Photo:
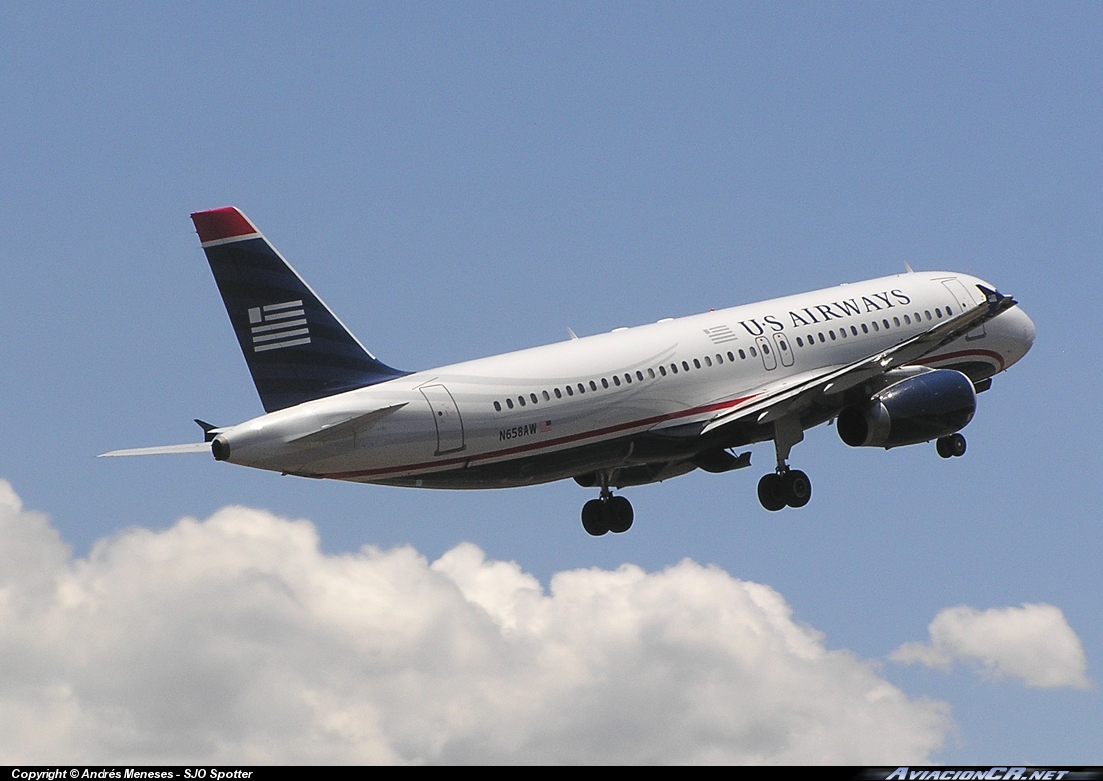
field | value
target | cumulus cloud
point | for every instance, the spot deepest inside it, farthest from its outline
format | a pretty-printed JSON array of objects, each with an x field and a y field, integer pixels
[
  {"x": 1032, "y": 642},
  {"x": 236, "y": 640}
]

▬▬▬▬▬▬

Exactly reproduce the lines of the data above that run from the line containing "target | cumulus cloud" through the final one.

target | cumulus cloud
point | for every instance, the spot deepest inside it, farthest from its outline
format | a pretty-printed JSON array of objects, each with an x field and a y field, integer pixels
[
  {"x": 1032, "y": 642},
  {"x": 236, "y": 640}
]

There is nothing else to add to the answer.